Return each line of the material below that contains the word "instance".

[Contour annotation records]
◆ ◆ ◆ ◆
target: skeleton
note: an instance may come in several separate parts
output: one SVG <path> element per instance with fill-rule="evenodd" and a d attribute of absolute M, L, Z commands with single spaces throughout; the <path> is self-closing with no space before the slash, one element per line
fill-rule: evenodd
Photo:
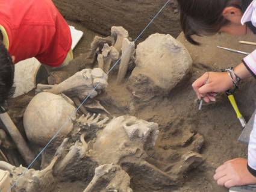
<path fill-rule="evenodd" d="M 129 38 L 129 33 L 122 26 L 112 26 L 111 28 L 111 37 L 116 40 L 114 47 L 119 52 L 121 51 L 123 39 Z"/>
<path fill-rule="evenodd" d="M 121 83 L 134 53 L 134 43 L 130 42 L 128 38 L 128 32 L 123 28 L 113 27 L 111 37 L 96 37 L 92 43 L 92 52 L 97 52 L 99 68 L 84 69 L 58 85 L 39 85 L 37 91 L 42 93 L 38 94 L 34 99 L 37 97 L 40 99 L 37 102 L 31 101 L 31 106 L 29 105 L 26 110 L 27 114 L 24 116 L 24 125 L 28 139 L 39 145 L 45 145 L 51 138 L 49 135 L 55 134 L 69 119 L 67 128 L 64 126 L 61 130 L 64 131 L 57 135 L 57 141 L 54 141 L 43 153 L 42 167 L 45 168 L 41 171 L 28 170 L 20 179 L 20 182 L 14 187 L 14 191 L 49 191 L 57 182 L 80 181 L 87 186 L 84 192 L 132 192 L 130 187 L 130 176 L 133 186 L 142 185 L 148 191 L 157 191 L 176 185 L 183 179 L 184 174 L 202 163 L 202 156 L 196 152 L 181 155 L 178 163 L 164 164 L 157 159 L 154 161 L 149 153 L 153 150 L 158 137 L 157 124 L 130 116 L 111 119 L 113 117 L 109 112 L 96 101 L 92 104 L 86 104 L 84 115 L 79 117 L 78 114 L 74 113 L 73 104 L 67 97 L 64 94 L 55 94 L 63 93 L 69 97 L 75 96 L 83 99 L 97 85 L 91 95 L 92 98 L 96 96 L 107 86 L 107 76 L 104 71 L 109 70 L 113 63 L 118 59 L 122 50 L 121 64 L 117 80 L 117 84 Z M 166 49 L 172 49 L 176 54 L 180 51 L 180 47 L 178 44 L 178 46 L 175 43 L 173 45 L 167 46 Z M 137 61 L 140 57 L 136 58 Z M 189 57 L 185 59 L 190 61 Z M 189 66 L 189 64 L 188 62 Z M 133 72 L 133 77 L 143 66 L 139 62 L 137 64 L 135 72 Z M 157 75 L 152 78 L 157 78 Z M 130 85 L 133 85 L 131 79 L 130 78 L 128 87 L 132 93 L 137 96 L 137 90 L 131 88 Z M 98 82 L 101 84 L 98 85 Z M 141 81 L 137 83 L 140 82 Z M 159 85 L 156 87 L 160 87 Z M 170 87 L 166 90 L 170 90 Z M 49 99 L 50 96 L 56 99 Z M 45 101 L 47 105 L 39 106 Z M 79 100 L 78 101 L 76 105 L 79 105 Z M 49 106 L 54 106 L 52 104 L 49 104 L 51 102 L 56 102 L 55 106 L 63 106 L 63 110 L 57 112 L 49 110 Z M 34 108 L 31 107 L 33 105 Z M 70 109 L 67 110 L 64 106 L 69 106 Z M 37 111 L 36 108 L 41 111 Z M 96 113 L 90 114 L 86 111 L 91 109 L 96 109 L 96 111 L 93 111 Z M 46 113 L 45 116 L 33 119 L 37 114 L 40 116 L 44 111 L 52 113 Z M 59 118 L 57 121 L 61 125 L 53 123 L 55 120 L 49 119 L 62 117 L 67 111 L 72 115 L 63 117 L 64 120 Z M 99 114 L 102 111 L 107 116 Z M 72 119 L 67 118 L 69 117 L 72 117 Z M 43 127 L 40 127 L 40 125 L 34 126 L 33 124 L 36 124 L 40 118 L 43 119 L 43 123 L 39 124 Z M 45 130 L 48 135 L 43 137 Z M 55 149 L 64 137 L 66 138 L 55 152 Z M 0 162 L 0 169 L 11 173 L 12 184 L 25 170 L 22 167 L 17 168 L 3 162 Z"/>
<path fill-rule="evenodd" d="M 39 84 L 36 92 L 63 93 L 69 97 L 77 96 L 80 99 L 84 99 L 87 96 L 93 98 L 107 87 L 107 76 L 102 69 L 86 69 L 58 85 Z"/>
<path fill-rule="evenodd" d="M 135 98 L 148 101 L 168 94 L 190 72 L 192 60 L 172 36 L 155 34 L 137 46 L 136 63 L 127 88 Z"/>
<path fill-rule="evenodd" d="M 98 55 L 98 63 L 99 68 L 105 73 L 108 73 L 111 64 L 119 58 L 119 52 L 113 46 L 109 46 L 107 43 L 104 44 L 102 50 L 102 54 Z"/>
<path fill-rule="evenodd" d="M 95 176 L 84 192 L 133 192 L 130 183 L 129 175 L 120 166 L 105 164 L 95 169 Z"/>
<path fill-rule="evenodd" d="M 67 139 L 64 140 L 49 165 L 40 171 L 34 169 L 27 170 L 22 166 L 16 167 L 6 162 L 0 161 L 0 169 L 7 170 L 11 173 L 11 191 L 48 192 L 52 190 L 57 182 L 56 178 L 52 175 L 53 167 L 63 153 L 63 146 L 67 141 Z"/>
<path fill-rule="evenodd" d="M 31 100 L 23 117 L 25 131 L 30 141 L 44 146 L 59 129 L 61 131 L 58 138 L 66 137 L 72 130 L 75 108 L 70 99 L 63 96 L 43 92 Z"/>
<path fill-rule="evenodd" d="M 69 139 L 64 140 L 49 165 L 42 171 L 30 169 L 14 191 L 37 191 L 39 188 L 49 191 L 57 182 L 75 179 L 87 184 L 84 192 L 132 192 L 129 175 L 135 184 L 139 181 L 148 191 L 157 190 L 176 184 L 183 174 L 202 162 L 199 154 L 189 153 L 178 164 L 160 170 L 146 160 L 146 151 L 153 148 L 157 138 L 157 124 L 127 116 L 108 120 L 99 115 L 78 119 Z M 97 127 L 96 136 L 87 142 L 87 134 Z M 25 170 L 6 163 L 0 163 L 0 169 L 13 175 L 12 184 Z"/>
<path fill-rule="evenodd" d="M 126 38 L 123 39 L 122 46 L 121 63 L 120 64 L 117 79 L 116 80 L 117 84 L 121 84 L 126 74 L 129 62 L 131 57 L 134 53 L 134 42 L 131 42 Z"/>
◆ ◆ ◆ ◆
▶ **Solution to this problem**:
note: an instance may come in several separate parts
output: one SVG <path> element per instance with fill-rule="evenodd" and a d attribute of absolute M, L, Z commands with single spaces throughout; the <path> is self-closing with no space before the slash, one element per line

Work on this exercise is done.